::: RECORDS FOR PROCESSING :::

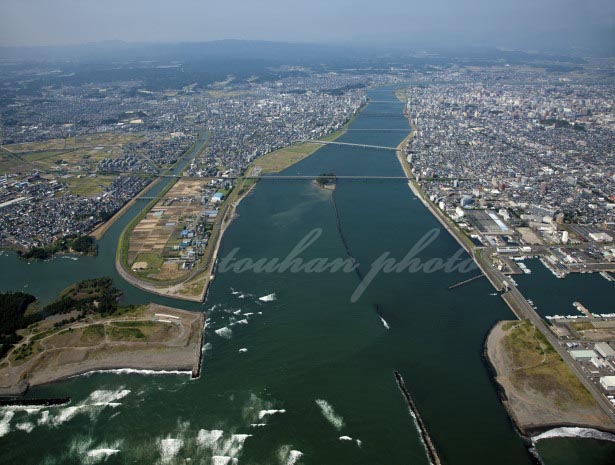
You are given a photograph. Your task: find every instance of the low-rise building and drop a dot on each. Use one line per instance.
(583, 355)
(605, 350)
(608, 383)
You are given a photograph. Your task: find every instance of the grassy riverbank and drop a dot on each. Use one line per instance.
(281, 159)
(150, 337)
(541, 391)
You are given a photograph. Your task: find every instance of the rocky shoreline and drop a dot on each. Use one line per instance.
(533, 412)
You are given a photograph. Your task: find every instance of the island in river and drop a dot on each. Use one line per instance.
(539, 390)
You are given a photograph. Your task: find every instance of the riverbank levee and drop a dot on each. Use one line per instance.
(483, 257)
(290, 365)
(152, 254)
(539, 389)
(150, 337)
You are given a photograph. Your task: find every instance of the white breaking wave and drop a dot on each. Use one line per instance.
(288, 456)
(44, 419)
(348, 438)
(224, 332)
(223, 460)
(327, 411)
(25, 426)
(102, 452)
(136, 371)
(574, 432)
(209, 438)
(96, 401)
(293, 457)
(264, 413)
(267, 298)
(231, 447)
(5, 423)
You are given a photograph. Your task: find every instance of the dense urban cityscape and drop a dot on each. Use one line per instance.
(129, 180)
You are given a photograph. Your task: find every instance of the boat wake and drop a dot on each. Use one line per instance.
(268, 298)
(327, 411)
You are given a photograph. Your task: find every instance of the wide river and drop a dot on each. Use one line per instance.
(305, 375)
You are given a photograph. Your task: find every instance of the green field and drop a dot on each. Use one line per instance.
(539, 367)
(89, 187)
(281, 159)
(92, 335)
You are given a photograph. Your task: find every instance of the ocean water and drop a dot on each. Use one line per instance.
(295, 370)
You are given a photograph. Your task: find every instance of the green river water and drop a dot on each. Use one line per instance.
(318, 366)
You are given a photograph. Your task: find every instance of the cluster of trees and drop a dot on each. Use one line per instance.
(81, 244)
(13, 306)
(90, 296)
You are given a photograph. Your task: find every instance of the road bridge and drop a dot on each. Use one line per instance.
(348, 144)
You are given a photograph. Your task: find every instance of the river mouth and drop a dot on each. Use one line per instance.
(316, 367)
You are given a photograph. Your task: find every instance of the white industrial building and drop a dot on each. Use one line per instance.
(583, 354)
(608, 383)
(605, 350)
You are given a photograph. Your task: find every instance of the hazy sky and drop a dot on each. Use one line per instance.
(506, 23)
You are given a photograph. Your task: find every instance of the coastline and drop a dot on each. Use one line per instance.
(165, 353)
(526, 428)
(530, 411)
(206, 273)
(100, 230)
(199, 274)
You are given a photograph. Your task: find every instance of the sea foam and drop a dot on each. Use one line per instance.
(268, 298)
(327, 411)
(224, 332)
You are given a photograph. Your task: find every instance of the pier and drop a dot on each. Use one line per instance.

:::

■ EXERCISE GOAL: Copy out the entries verbatim and leave the images out.

■ RESULT FOR THIS TASK:
You are given a photograph. Your task: find every instance of the low-rise building and drop a dot on each. Use one line per instance.
(583, 355)
(605, 350)
(608, 383)
You are given a photograph. Your task: find every instance of the grassy riverbank and drop a dot on each. Use one line per instance.
(281, 159)
(150, 337)
(541, 391)
You are given a photograph. Your task: find every instance of the rocky shoreline and drop a dot on each. Use one line per instance.
(533, 412)
You are given a photograph. Your task: find every instance of the island in river and drop a dot on each. Use one line per instance.
(539, 390)
You are given a photograph. Your task: find every instance of the riverbank levee and drop a dot on each. Use one line per instance.
(483, 257)
(290, 365)
(152, 254)
(539, 389)
(150, 337)
You are given a photograph. Your task: find every instance of the white breaking wave and drop a dot on each. Use one line per instance.
(288, 456)
(44, 419)
(348, 438)
(224, 332)
(223, 460)
(327, 411)
(25, 426)
(102, 452)
(136, 371)
(574, 432)
(209, 438)
(96, 401)
(293, 457)
(264, 413)
(267, 298)
(231, 447)
(5, 423)
You are given a photograph. Your task: find every instance of the dense urban cityscape and drop a dot on each. Use one line per instance.
(129, 180)
You are given a photograph. Your task: find every instance of the boat wake and drop a dot on each. Use one line per instance.
(268, 298)
(327, 411)
You are given a photograph. Your task: find every instance of the wide river and drop a dot on each. Use one line per instance.
(305, 375)
You are given a photograph. Your task: find every instance of the green field and drop a dot on each. Use one line per instance.
(539, 367)
(89, 187)
(281, 159)
(92, 335)
You are given a photograph. Your task: find every instance of the ocean water and drop a dot on each. Use one line per instance.
(295, 370)
You are given a photograph. Your task: find every instance of the green river water and drop a dot on each. Use one line per instance.
(318, 366)
You are given a photograph. Your task: find every instance of the cluster of trees and drop a dot on each. Use one line per instance.
(81, 244)
(13, 306)
(90, 296)
You are given a photograph. Your task: find every instance of the road bridge and drop a dot on each. Use one line per instance.
(348, 144)
You are given a photograph. Your task: find every instance of the river mouth and drop a dot on each. Use one line per instance.
(316, 367)
You are given a photograph. Your task: find every instance of the white industrial building and drop a dot on each. Use one line per instance.
(583, 354)
(608, 383)
(605, 350)
You are given a photograph. Your task: find every instance of the hazy sky and drop a dot on each. Use one line per instance.
(506, 23)
You are given a photograph. Your task: find every instance of the coastline and drop a dot on each. Use one line per instance.
(165, 353)
(526, 428)
(530, 411)
(206, 273)
(100, 230)
(199, 274)
You are given a photograph. Your task: find every instance of the sea foam and drop a dot on each. Use one line per instance.
(268, 298)
(327, 411)
(224, 332)
You are given a photograph. Your task: find every instance of the pier and drop a dot on each. Use one line per instance.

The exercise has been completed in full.